**EXERCISE INSTRUCTIONS:**
Copy the rows from the line containing "class=baked pastry" through the line containing "[0,797,1086,952]" without changing anything, and include both of those lines.

**PROVIDED RECORDS:**
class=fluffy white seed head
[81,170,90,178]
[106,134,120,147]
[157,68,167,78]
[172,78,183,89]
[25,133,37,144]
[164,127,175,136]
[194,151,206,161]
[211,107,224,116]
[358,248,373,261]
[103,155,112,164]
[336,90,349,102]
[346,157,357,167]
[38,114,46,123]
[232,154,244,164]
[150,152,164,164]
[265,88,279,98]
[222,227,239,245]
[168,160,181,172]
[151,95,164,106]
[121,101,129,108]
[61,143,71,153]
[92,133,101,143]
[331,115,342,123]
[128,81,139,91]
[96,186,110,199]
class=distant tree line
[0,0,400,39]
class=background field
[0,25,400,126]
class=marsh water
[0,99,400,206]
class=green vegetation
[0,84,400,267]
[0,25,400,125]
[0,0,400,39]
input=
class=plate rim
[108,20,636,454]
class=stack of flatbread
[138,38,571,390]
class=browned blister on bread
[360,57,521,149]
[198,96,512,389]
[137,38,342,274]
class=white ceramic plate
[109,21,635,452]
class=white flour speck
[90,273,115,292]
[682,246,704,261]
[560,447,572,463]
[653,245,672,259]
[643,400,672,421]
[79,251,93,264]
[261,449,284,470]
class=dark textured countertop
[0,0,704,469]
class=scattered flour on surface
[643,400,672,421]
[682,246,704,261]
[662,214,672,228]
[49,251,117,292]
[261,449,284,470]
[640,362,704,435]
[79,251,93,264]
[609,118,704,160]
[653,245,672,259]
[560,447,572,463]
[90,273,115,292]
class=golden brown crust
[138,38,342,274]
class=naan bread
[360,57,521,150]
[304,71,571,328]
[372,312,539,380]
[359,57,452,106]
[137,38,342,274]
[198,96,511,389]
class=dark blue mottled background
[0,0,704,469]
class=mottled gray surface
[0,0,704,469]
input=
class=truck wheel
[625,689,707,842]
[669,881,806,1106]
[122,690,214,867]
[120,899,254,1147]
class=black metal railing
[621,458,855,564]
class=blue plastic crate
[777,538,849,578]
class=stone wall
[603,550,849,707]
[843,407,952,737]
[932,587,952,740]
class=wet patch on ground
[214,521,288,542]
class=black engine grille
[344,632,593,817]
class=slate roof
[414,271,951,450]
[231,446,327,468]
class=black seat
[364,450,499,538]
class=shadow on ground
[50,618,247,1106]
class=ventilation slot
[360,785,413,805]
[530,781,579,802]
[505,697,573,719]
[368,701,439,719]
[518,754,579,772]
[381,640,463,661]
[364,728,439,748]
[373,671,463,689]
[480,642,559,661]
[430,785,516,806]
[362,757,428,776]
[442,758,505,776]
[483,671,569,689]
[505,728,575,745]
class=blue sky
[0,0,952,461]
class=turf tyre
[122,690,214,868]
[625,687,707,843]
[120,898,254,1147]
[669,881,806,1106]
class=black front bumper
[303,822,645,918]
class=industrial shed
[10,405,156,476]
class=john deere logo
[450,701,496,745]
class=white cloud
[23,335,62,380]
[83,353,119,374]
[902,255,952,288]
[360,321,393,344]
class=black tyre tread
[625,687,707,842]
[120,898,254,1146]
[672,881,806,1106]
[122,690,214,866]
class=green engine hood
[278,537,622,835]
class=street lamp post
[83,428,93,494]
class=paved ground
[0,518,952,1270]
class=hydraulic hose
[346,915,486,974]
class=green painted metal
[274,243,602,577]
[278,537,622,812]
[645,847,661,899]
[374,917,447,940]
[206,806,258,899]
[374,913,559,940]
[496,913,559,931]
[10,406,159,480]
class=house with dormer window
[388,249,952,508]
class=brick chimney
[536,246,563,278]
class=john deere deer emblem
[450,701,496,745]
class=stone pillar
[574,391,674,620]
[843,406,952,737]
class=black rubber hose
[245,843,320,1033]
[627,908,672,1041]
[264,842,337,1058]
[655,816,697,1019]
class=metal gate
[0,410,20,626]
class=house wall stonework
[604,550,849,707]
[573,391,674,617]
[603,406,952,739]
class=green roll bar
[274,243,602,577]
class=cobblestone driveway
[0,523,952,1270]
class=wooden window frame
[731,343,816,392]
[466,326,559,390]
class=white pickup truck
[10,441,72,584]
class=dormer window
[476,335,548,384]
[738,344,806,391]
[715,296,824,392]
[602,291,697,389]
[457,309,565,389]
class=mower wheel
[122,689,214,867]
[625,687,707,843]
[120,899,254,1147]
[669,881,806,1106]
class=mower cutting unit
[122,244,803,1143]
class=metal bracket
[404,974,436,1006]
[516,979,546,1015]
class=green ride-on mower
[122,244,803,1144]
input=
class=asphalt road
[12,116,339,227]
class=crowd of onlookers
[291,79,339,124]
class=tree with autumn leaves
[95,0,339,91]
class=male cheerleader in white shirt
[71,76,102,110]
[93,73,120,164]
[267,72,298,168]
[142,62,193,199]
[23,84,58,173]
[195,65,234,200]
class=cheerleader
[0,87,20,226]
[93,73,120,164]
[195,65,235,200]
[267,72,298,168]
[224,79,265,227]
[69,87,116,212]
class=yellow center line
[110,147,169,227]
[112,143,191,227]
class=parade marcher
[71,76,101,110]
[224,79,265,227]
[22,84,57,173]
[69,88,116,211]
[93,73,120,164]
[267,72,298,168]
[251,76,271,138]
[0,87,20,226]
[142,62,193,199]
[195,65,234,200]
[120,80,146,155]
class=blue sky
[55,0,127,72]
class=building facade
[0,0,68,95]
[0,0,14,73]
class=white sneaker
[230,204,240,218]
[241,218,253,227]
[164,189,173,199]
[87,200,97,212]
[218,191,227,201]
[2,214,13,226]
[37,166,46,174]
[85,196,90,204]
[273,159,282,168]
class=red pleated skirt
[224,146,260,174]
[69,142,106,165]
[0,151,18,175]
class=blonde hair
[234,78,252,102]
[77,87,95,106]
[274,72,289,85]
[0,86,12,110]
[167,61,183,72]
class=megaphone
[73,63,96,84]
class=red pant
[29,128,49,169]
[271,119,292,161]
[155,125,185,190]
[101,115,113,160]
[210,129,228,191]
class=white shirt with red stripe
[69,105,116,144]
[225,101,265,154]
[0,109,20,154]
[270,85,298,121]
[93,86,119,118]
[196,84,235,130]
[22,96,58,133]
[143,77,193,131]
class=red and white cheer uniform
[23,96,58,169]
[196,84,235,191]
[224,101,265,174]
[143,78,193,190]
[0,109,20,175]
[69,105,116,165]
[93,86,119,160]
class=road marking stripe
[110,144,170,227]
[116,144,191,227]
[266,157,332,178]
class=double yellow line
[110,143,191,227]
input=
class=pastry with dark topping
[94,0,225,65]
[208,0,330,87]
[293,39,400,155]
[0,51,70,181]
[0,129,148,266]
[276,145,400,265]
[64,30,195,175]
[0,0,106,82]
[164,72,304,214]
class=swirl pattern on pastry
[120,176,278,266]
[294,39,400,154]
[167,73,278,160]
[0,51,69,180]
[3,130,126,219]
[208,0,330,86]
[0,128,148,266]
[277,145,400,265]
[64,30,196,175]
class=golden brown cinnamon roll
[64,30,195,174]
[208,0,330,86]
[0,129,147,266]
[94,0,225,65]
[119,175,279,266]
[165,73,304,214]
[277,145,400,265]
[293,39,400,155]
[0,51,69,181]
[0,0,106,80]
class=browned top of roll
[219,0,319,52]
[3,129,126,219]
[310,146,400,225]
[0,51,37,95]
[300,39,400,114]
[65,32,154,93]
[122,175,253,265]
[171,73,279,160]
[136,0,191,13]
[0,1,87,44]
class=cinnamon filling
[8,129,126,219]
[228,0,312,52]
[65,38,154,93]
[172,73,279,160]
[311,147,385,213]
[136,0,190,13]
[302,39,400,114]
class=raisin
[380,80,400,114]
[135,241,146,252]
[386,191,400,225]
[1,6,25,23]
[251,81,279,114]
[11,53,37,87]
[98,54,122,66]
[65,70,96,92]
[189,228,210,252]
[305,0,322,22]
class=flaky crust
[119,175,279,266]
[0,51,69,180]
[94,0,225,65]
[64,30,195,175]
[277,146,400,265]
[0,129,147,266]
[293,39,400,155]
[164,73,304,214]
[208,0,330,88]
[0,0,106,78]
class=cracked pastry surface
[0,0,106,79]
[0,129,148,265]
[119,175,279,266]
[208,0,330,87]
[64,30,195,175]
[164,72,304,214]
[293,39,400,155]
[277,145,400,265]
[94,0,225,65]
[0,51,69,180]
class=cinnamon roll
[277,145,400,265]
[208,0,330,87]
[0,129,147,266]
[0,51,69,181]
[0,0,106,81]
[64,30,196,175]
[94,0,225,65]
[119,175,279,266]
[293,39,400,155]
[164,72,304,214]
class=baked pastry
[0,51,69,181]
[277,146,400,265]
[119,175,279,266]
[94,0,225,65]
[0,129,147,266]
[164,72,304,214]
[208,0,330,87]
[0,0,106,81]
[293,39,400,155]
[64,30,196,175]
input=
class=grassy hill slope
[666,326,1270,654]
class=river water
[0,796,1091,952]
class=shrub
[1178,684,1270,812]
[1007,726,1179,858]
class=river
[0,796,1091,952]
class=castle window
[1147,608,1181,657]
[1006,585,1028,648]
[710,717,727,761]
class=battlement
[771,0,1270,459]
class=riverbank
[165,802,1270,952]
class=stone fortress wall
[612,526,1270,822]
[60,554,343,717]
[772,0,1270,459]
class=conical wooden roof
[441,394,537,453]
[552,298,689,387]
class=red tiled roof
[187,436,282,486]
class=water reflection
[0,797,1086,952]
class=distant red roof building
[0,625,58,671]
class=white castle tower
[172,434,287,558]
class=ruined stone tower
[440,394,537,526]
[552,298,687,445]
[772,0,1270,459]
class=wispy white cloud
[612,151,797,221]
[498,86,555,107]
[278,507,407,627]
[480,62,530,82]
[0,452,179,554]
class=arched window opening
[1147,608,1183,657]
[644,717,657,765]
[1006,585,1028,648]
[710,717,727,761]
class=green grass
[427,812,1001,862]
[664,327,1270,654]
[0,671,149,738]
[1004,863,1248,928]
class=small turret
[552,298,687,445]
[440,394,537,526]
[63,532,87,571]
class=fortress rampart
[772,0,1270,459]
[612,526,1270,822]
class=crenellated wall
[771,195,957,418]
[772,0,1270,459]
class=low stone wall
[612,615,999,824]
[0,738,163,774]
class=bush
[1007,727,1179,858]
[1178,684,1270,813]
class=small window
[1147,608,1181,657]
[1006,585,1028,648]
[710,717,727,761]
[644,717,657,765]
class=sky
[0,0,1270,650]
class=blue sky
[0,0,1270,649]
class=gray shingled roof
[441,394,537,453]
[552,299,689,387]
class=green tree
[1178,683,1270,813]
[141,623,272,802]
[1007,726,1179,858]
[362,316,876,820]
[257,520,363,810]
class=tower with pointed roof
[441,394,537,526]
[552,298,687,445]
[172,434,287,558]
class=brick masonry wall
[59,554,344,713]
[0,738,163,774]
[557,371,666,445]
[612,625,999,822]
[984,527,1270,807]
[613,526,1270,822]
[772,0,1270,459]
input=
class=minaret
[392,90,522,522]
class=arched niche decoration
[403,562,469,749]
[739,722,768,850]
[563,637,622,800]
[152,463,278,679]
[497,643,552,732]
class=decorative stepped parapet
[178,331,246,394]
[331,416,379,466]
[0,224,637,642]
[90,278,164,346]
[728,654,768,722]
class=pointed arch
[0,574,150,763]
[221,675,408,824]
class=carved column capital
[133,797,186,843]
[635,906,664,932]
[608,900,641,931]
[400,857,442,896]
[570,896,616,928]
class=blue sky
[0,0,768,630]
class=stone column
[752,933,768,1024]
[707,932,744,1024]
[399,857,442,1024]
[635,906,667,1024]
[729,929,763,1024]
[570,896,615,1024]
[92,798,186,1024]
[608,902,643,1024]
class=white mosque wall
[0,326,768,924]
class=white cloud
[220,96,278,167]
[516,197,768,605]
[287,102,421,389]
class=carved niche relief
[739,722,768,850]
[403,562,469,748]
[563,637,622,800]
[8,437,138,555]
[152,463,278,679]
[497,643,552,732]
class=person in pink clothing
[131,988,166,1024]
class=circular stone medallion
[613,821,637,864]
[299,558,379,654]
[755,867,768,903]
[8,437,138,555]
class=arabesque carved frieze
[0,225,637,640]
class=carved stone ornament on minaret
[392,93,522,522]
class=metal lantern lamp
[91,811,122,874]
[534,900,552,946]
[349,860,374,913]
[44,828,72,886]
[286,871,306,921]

**RESULT FOR THIS EXERCISE:**
class=baked pastry
[0,51,69,181]
[277,146,400,265]
[119,175,279,266]
[94,0,225,65]
[0,129,147,266]
[164,72,304,214]
[208,0,330,87]
[0,0,106,81]
[293,39,400,155]
[64,30,196,175]
input=
class=grassy hill slope
[666,326,1270,654]
class=river water
[0,796,1091,952]
class=shrub
[1178,684,1270,812]
[1007,726,1179,858]
class=river
[0,796,1091,952]
class=castle window
[1147,608,1181,657]
[1006,585,1028,648]
[710,717,727,761]
class=battlement
[771,0,1270,459]
class=riverbank
[165,802,1270,952]
class=stone fortress wall
[612,526,1270,822]
[60,554,343,717]
[772,0,1270,459]
class=conical wooden roof
[441,394,537,453]
[552,298,689,387]
class=red tiled roof
[187,436,282,486]
class=water reflection
[0,797,1086,952]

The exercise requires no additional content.